Document passage —
John Joseph Harman AM (22 March 1932 – 27 February 1998) was an Australian politician who was a Labor Party member of the Legislative Assembly of Western Australia from 1968 to 1986, representing the seat of Maylands. He served as Speaker of the Legislative Assembly from 1983 to 1986.

Harman was born in Perth, and educated at various Catholic schools. After leaving school, he worked for a period as a clerk with the state government's Department of Lands Surveys, and then as a field officer with the Department of Native Welfare. A member of the Civil Service Association executive and a member of the Labor Party from 1960, Harman entered politics at the 1968 state election, defeating the sitting Liberal member Bob Marshall. After the 1971 election, which saw the election of a Labor government led by John Tonkin, he was appointed chief government whip. Following a cabinet reshuffle in May 1973, Harman was made Minister for Labour, Minister for Immigration, Minister for Price Control, and Minister for Consumer Protection, although he served only until Labor's defeat at the 1974 election. Harman remained a member of the Labor shadow ministry until 1981, serving under three leaders of the opposition (John Tonkin, Colin Jamieson, and Ron Davies). He was elected to the speakership after Labor's victory at the 1983 election, serving until his retirement from politics at the 1986 election. Harman subsequently served as state chairman of the Australian Bicentennial Authority, and in 1989 was made a Member of the Order of Australia (AM) for his work.

Parts of the exercise —
**A)** In the Harman biography, which sitting member did Harman defeat at the 1968 state election?
**B)** Write out the part of the Harman biography that starts at the words "John Joseph Harman" and ends after "1983 to 1986.", copied exactly.

Information shown —
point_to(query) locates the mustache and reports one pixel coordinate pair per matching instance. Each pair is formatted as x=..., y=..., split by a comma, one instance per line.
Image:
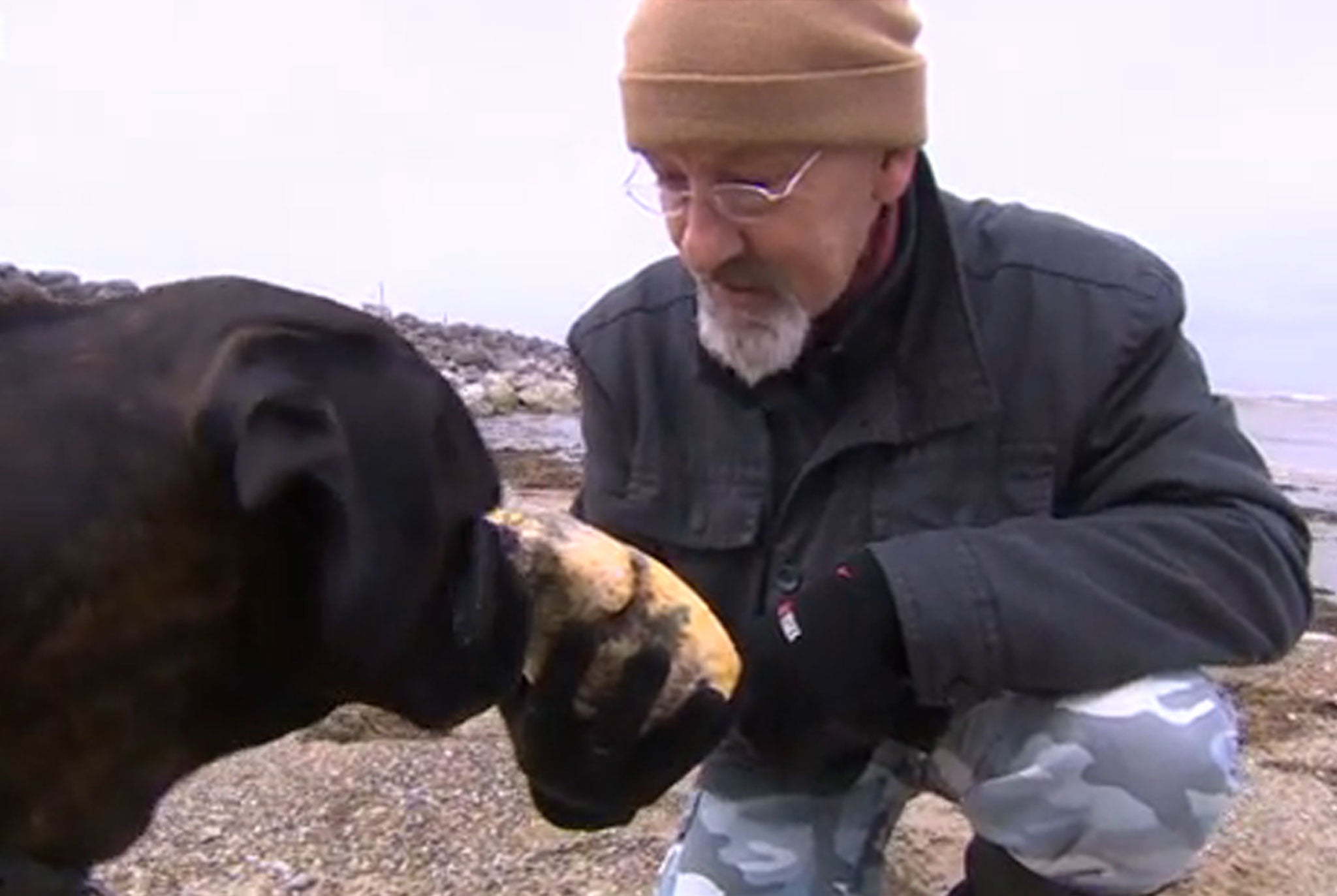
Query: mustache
x=744, y=273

Exercise answers —
**A)** Bob Marshall, the sitting Liberal member.

**B)**
John Joseph Harman AM (22 March 1932 – 27 February 1998) was an Australian politician who was a Labor Party member of the Legislative Assembly of Western Australia from 1968 to 1986, representing the seat of Maylands. He served as Speaker of the Legislative Assembly from 1983 to 1986.